**Exercise description**
Should any entry seem unclear, still set it down exactly as given, along with all the others.

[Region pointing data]
◇ ◇ ◇ ◇
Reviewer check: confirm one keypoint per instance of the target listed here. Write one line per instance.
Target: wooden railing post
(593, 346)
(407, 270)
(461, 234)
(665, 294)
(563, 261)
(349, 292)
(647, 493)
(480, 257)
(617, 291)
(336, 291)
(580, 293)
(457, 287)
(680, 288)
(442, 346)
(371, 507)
◇ ◇ ◇ ◇
**Solution**
Reviewer check: confirm one keypoint per instance of the target listed here. Write one line per instance.
Target: wooden railing post
(593, 346)
(407, 270)
(461, 234)
(665, 294)
(563, 261)
(349, 292)
(647, 493)
(480, 257)
(617, 291)
(336, 291)
(580, 293)
(457, 287)
(680, 288)
(442, 346)
(371, 507)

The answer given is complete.